**PROBLEMS TO WORK ON**
a - Using the article on B vitamins and broken bones, answer the following questions.
(i) What other name for folate does the article give?
(ii) Which amino acid do B vitamins reduce?
(iii) In the U.S. study, what happened to fracture risk for men in the top 25 percent of homocysteine levels?
b - Resume the article on B vitamins and broken bones, starting right after its final sentence.

**READING PASSAGE**
● ● ●
B vitamins touted for preventing broken bones

Folate and other B vitamins seem even more of a wonder drug than anyone suspected: Already known to prevent severe birth defects and heart attacks, they may also ward off broken bones from osteoporosis, two major studies suggest.

The findings underscore doctors’ long-standing recommendation that people take multivitamins. They could also further support the government’s decision to require bread and cereal makers to fortify their products with folate, also known as folic acid.

B vitamins are known to reduce levels of homocysteine, an amino acid already linked, at high levels, to an increased risk of heart attacks, strokes and Alzheimer’s disease. Now research shows high levels of homocysteine at least double the risk of osteoporosis-related fractures.

A report from Holland found that the risk of such fractures was twice as high in men and women with homocysteine levels in the top 25 percent, compared with those with lower levels. Similarly, a U.S. study found the risk nearly quadrupled in the top 25 percent of men and nearly doubled in the top 25 percent of women, compared with the 25 percent with the lowest levels.
● ● ●
**SUPPLIED DATA**

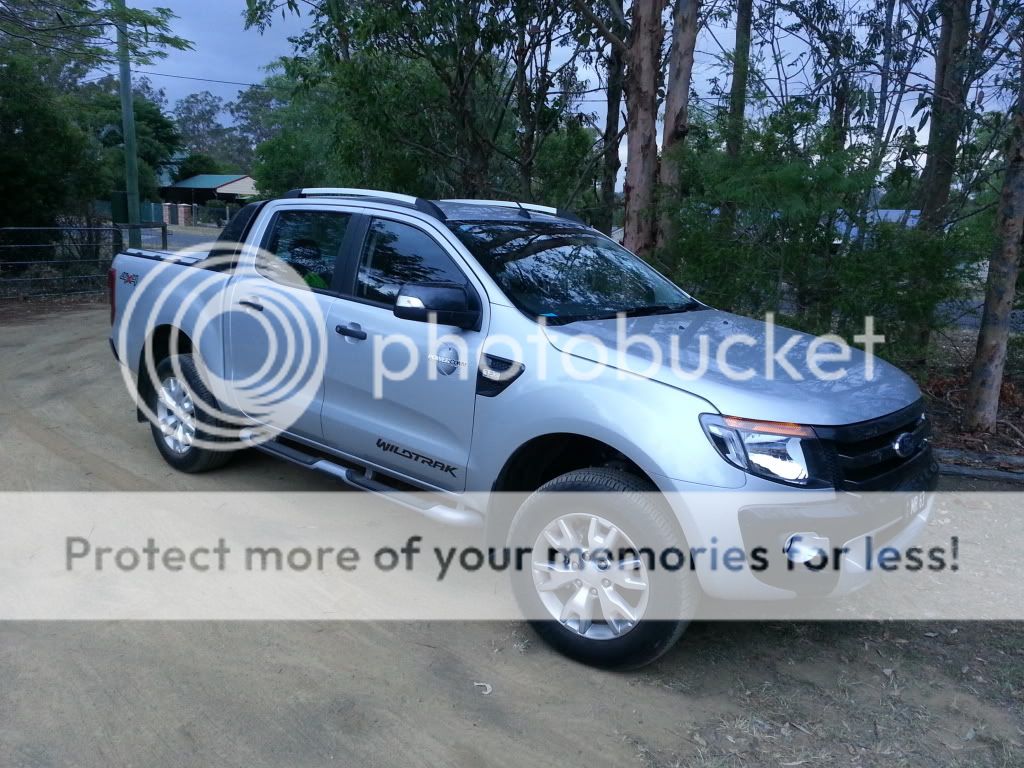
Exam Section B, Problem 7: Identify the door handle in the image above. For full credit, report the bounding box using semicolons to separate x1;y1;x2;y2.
334;326;367;341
● ● ●
**ANSWERS BELOW**
a -
(i) Folic acid
(ii) Homocysteine
(iii) It nearly quadrupled.

b -
“The basic way to keep your homocysteine down in a healthy range is to have plenty of B vitamins,” said Dr. Douglas Kiel, senior author of the U.S. study and director of medical research at Hebrew Rehabilitation Center for Aged Research and Training Institute in Boston.

The studies were reported in today’s New England Journal of Medicine.

Kiel said a standard multivitamin, taken once a day, would bring a person’s homocysteine levels below the danger point. Foods naturally rich in B vitamins and calcium — including dairy products, broccoli and other green, leafy vegetables, carrots, avocados, cantaloupes, apricots, almonds and peanuts — also can reduce the risk of broken bones.

Since 1998, when the U.S. government began requiring that folate be added to bread, cereal and other flour products, the resulting drop in Americans’ homocysteine levels has been credited with preventing about 48,000 deaths from heart attacks and strokes each year. Also, severe brain and spinal birth defects have dropped 27 percent.